■ **Recorded information**
################

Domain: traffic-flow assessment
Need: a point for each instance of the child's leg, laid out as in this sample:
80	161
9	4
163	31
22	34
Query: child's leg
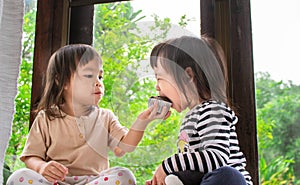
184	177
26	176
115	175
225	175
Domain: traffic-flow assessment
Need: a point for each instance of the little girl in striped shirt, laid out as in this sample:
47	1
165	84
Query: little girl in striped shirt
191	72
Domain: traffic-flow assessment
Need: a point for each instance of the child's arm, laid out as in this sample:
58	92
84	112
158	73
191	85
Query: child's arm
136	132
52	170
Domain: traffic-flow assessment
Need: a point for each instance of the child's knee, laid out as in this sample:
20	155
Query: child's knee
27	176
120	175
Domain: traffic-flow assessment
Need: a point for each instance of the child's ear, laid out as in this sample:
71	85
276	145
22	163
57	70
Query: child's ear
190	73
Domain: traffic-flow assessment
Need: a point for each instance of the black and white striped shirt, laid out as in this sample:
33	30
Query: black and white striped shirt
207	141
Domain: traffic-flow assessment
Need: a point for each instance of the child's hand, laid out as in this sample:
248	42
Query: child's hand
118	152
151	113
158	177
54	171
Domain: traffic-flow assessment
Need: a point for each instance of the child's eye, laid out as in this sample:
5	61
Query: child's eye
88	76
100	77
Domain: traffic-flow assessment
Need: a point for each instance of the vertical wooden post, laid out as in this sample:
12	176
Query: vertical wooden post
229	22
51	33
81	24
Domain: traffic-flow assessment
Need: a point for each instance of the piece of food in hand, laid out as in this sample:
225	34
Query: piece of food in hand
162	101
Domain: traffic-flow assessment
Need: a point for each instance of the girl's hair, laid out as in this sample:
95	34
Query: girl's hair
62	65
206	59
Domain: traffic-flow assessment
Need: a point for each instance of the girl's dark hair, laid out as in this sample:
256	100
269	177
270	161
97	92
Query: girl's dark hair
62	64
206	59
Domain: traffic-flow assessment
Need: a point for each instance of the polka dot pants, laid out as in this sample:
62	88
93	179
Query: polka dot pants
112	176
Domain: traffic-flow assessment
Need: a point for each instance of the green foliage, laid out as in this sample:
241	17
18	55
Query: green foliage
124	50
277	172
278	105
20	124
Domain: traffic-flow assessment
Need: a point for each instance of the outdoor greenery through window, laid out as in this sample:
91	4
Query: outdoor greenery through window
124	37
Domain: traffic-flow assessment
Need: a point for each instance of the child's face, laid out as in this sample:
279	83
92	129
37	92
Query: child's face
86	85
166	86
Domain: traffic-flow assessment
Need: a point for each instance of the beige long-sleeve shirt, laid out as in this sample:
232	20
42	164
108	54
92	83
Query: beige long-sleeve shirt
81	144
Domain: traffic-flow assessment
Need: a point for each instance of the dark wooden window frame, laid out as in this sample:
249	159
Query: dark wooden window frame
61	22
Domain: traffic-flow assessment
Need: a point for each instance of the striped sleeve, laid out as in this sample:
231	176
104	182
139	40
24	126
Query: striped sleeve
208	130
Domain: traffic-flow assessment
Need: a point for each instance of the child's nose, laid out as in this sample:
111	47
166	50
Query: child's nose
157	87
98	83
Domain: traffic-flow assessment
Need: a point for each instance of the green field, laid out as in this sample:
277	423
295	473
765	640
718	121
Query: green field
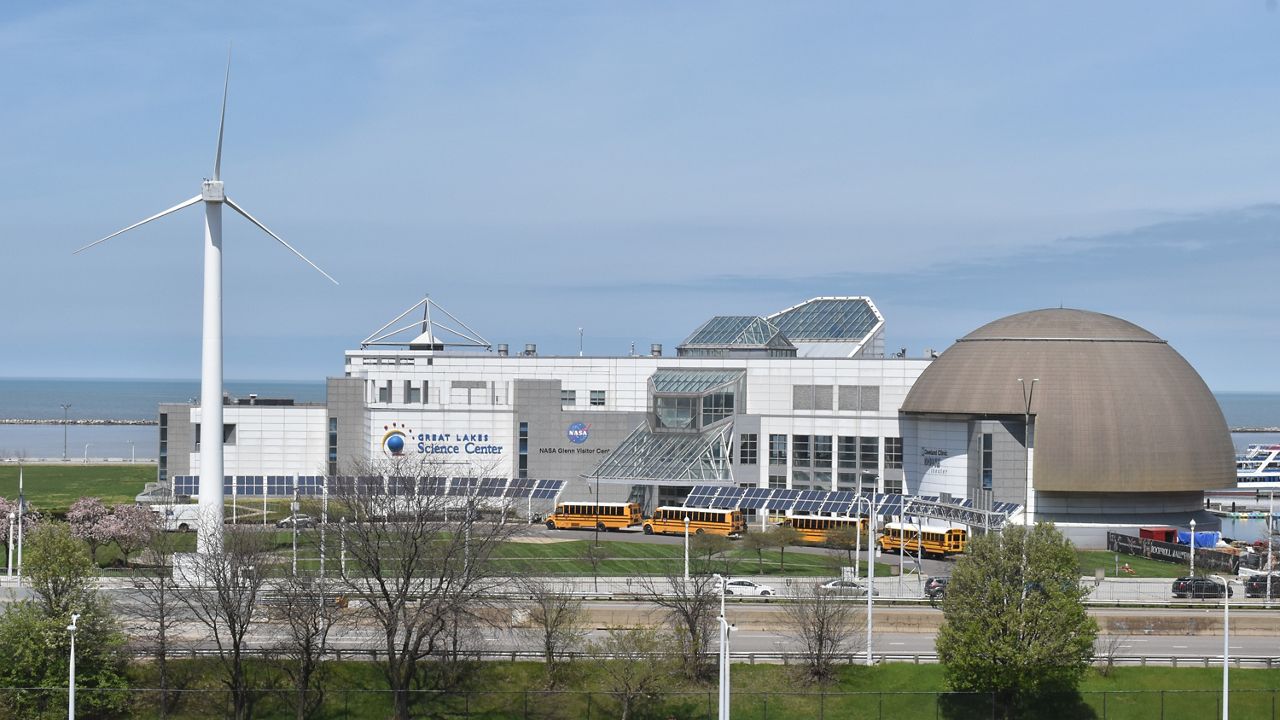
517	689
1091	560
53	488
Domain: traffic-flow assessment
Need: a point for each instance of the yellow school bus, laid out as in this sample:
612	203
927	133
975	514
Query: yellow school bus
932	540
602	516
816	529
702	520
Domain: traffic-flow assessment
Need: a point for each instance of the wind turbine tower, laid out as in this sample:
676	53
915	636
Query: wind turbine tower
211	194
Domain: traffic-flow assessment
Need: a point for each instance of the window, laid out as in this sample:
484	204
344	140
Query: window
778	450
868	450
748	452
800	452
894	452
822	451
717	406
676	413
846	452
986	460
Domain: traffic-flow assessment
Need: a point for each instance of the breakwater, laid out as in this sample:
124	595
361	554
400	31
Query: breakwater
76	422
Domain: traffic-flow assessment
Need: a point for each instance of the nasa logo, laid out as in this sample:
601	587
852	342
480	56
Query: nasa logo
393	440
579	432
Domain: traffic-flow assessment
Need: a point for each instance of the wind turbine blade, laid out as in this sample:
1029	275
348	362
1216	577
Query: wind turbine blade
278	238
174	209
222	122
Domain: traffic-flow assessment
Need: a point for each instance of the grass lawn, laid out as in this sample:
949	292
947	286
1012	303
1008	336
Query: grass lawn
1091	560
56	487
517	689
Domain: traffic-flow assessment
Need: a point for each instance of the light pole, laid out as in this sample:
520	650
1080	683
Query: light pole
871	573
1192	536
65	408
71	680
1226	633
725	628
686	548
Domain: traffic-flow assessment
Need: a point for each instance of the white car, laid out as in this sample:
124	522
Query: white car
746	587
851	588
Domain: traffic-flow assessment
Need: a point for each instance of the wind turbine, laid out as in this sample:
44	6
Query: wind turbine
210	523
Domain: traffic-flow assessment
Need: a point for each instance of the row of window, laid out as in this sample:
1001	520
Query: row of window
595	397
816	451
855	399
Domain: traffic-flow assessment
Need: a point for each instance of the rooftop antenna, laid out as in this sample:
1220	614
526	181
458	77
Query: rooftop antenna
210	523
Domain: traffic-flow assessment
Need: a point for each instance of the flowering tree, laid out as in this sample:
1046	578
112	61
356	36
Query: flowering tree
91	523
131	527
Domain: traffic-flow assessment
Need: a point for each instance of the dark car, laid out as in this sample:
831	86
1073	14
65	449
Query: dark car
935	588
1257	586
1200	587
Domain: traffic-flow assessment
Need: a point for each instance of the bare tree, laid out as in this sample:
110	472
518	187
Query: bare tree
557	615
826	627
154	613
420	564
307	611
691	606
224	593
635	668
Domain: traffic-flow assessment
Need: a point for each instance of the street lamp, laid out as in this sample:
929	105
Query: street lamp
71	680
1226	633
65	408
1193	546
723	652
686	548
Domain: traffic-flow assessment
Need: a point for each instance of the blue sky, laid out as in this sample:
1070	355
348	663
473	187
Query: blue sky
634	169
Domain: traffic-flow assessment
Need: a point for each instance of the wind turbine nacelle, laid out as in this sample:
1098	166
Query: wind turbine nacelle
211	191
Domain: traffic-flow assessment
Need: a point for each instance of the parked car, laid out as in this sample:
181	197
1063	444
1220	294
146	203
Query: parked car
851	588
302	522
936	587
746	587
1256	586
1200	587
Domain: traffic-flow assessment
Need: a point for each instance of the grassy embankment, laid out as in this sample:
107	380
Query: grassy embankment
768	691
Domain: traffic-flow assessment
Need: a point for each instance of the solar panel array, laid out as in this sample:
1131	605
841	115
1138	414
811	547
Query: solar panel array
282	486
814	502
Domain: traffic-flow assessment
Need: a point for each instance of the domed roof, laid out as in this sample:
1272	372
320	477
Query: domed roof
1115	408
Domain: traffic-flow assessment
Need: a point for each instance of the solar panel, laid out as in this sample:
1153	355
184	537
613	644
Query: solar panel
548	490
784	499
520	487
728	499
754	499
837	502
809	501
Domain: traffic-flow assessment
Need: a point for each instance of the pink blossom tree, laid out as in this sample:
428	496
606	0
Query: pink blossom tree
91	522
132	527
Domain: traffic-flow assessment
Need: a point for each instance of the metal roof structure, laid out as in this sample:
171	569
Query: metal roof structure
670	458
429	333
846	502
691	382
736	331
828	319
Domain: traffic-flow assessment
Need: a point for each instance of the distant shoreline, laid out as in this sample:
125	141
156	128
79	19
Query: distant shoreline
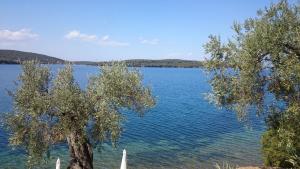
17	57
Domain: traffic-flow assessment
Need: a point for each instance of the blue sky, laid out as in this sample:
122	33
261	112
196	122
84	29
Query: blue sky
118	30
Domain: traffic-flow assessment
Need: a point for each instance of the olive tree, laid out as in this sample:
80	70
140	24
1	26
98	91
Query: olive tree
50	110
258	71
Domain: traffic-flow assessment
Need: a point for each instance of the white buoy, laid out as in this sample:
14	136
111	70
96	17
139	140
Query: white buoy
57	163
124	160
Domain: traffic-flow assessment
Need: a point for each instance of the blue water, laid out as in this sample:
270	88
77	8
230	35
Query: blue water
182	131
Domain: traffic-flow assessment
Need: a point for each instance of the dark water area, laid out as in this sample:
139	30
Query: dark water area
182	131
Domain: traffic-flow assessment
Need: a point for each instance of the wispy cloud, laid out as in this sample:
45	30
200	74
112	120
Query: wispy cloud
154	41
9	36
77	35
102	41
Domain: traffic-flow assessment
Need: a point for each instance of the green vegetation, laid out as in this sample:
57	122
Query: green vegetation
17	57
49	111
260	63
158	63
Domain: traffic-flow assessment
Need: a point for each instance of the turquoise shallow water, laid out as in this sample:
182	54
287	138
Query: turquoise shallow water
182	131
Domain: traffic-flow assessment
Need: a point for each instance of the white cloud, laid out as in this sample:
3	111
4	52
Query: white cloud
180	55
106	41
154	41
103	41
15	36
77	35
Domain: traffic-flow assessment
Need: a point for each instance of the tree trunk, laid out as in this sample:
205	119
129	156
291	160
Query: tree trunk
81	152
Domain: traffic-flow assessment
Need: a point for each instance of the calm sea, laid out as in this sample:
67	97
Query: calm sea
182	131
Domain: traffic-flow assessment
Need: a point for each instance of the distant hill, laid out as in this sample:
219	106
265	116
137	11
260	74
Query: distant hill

################

Work through the material above. Then report how many of its lines contain "hill", and only that.

■ **Exercise output**
2